#### Exercise requirements:
Restate the records in their entirety, word for word.
====== Data excerpts
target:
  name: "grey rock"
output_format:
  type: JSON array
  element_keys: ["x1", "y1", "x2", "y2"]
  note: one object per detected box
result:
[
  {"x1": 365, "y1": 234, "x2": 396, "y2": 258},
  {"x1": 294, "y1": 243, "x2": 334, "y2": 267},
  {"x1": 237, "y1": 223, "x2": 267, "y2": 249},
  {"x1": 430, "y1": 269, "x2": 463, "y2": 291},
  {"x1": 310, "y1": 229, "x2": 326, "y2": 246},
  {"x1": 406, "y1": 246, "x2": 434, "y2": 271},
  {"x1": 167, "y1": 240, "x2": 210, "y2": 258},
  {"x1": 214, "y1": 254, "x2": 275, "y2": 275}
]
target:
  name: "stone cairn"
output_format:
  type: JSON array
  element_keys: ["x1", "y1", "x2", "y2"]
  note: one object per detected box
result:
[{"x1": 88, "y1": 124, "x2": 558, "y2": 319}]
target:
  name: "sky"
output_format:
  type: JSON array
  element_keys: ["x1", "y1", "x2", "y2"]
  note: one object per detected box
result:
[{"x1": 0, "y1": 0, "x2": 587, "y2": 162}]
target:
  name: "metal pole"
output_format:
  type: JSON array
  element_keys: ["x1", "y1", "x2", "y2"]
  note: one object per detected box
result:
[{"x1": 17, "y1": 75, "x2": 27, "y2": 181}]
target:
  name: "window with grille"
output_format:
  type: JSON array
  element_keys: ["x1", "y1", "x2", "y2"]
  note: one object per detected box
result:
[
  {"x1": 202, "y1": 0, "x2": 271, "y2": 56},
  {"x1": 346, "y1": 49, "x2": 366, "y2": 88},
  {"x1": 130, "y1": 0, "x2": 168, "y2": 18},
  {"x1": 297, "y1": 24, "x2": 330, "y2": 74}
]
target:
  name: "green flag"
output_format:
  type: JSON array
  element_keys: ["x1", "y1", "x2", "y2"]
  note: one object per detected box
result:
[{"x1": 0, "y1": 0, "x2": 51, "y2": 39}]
============
#### Exercise solution:
target:
  name: "grey rock"
output_format:
  type: JSON array
  element_keys: ["x1", "y1", "x2", "y2"]
  note: one object per detected box
result:
[
  {"x1": 365, "y1": 234, "x2": 396, "y2": 258},
  {"x1": 294, "y1": 243, "x2": 334, "y2": 267},
  {"x1": 237, "y1": 223, "x2": 267, "y2": 249},
  {"x1": 430, "y1": 269, "x2": 463, "y2": 291},
  {"x1": 310, "y1": 229, "x2": 326, "y2": 246},
  {"x1": 406, "y1": 246, "x2": 434, "y2": 271},
  {"x1": 167, "y1": 240, "x2": 210, "y2": 258},
  {"x1": 214, "y1": 254, "x2": 275, "y2": 275}
]
target:
  name: "stone cairn"
output_format:
  type: JSON array
  element_keys: ["x1", "y1", "x2", "y2"]
  note: one object per detected box
result:
[{"x1": 88, "y1": 124, "x2": 558, "y2": 319}]
target:
  name: "sky"
output_format:
  type: JSON array
  element_keys: ["x1", "y1", "x2", "y2"]
  note: one object per detected box
result:
[{"x1": 0, "y1": 0, "x2": 587, "y2": 162}]
target:
  name: "metal pole"
output_format:
  type: JSON array
  element_keys: ["x1", "y1", "x2", "y2"]
  note: one object per detected box
result:
[{"x1": 17, "y1": 75, "x2": 27, "y2": 181}]
target:
  name: "window with grille"
output_format:
  type: JSON array
  element_keys: ["x1", "y1", "x2", "y2"]
  note: one object per detected box
result:
[
  {"x1": 202, "y1": 0, "x2": 271, "y2": 56},
  {"x1": 346, "y1": 49, "x2": 366, "y2": 88},
  {"x1": 130, "y1": 0, "x2": 168, "y2": 18},
  {"x1": 297, "y1": 24, "x2": 330, "y2": 74}
]
target:
  name: "green flag"
output_format:
  type: JSON array
  element_keys: ["x1", "y1", "x2", "y2"]
  note: one object per detected box
result:
[{"x1": 0, "y1": 0, "x2": 51, "y2": 39}]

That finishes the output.